• **Dataset records**:
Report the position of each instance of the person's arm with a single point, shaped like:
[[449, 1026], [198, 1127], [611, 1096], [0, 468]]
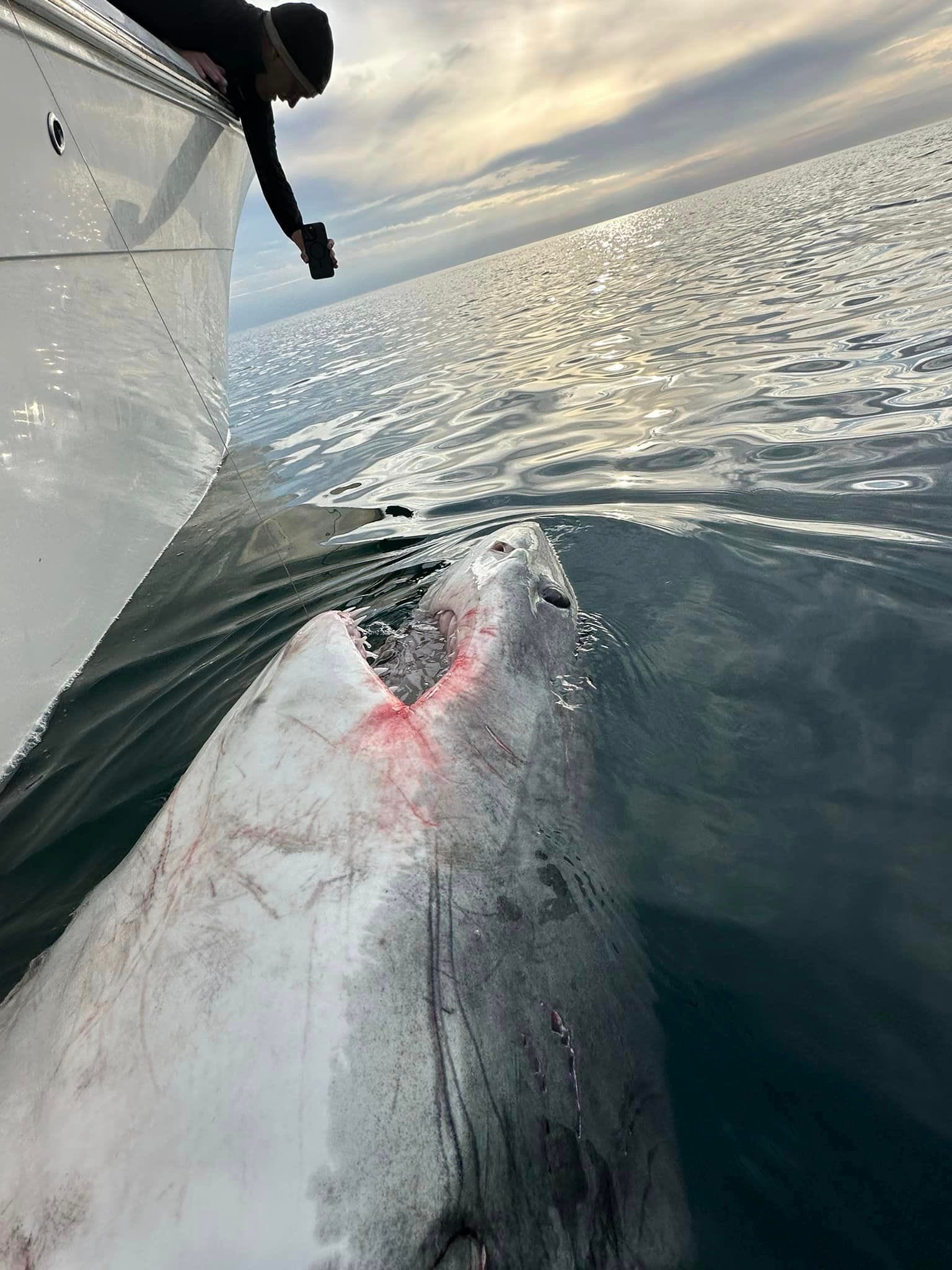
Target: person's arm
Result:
[[258, 122]]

• **What is required**: Rewrite this material with "arm" replaced by "hand" throughout, keeping everything else unchanged and leaving out the pictures.

• **Task response**:
Report the position of each instance of the person's hand with a single point, shaped like:
[[449, 1026], [198, 1127], [611, 1096], [0, 468]]
Target: person's hand
Result:
[[258, 122]]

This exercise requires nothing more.